Copy each of the following rows word for word, without changing anything.
+ + + + +
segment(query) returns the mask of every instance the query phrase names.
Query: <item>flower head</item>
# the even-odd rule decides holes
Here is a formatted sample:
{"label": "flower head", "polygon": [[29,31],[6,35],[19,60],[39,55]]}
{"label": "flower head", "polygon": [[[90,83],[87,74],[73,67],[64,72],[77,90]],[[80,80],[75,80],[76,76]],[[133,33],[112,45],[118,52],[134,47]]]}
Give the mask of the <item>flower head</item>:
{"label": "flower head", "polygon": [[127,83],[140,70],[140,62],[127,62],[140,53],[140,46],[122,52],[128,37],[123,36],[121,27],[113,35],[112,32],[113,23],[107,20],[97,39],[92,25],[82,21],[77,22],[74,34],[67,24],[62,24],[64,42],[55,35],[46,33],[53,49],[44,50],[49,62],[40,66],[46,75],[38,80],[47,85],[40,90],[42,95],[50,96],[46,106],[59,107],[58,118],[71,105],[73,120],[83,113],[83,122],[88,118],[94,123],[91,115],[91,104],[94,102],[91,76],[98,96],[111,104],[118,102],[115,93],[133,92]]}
+ + + + +
## [Written solution]
segment(query) returns the mask of every instance the query phrase names.
Query: <item>flower head</item>
# the even-odd rule decides holes
Here is a formatted sample:
{"label": "flower head", "polygon": [[29,31],[6,35],[19,60],[39,55]]}
{"label": "flower head", "polygon": [[[90,83],[87,74],[73,67],[64,72],[77,90]],[[80,80],[75,80],[76,76]],[[133,33],[112,45],[118,52],[134,47]]]}
Give the mask of the <item>flower head</item>:
{"label": "flower head", "polygon": [[127,83],[140,70],[140,62],[127,62],[140,53],[140,46],[122,52],[128,37],[123,36],[121,27],[113,35],[112,32],[113,23],[107,20],[97,39],[92,25],[82,21],[77,22],[74,34],[67,24],[62,24],[64,42],[55,35],[46,33],[53,49],[44,50],[49,62],[40,66],[46,75],[38,80],[47,85],[40,90],[42,95],[50,96],[46,106],[59,107],[58,118],[71,105],[73,120],[83,113],[83,122],[88,118],[94,123],[91,115],[91,104],[94,102],[91,76],[98,96],[111,104],[118,102],[115,93],[133,92]]}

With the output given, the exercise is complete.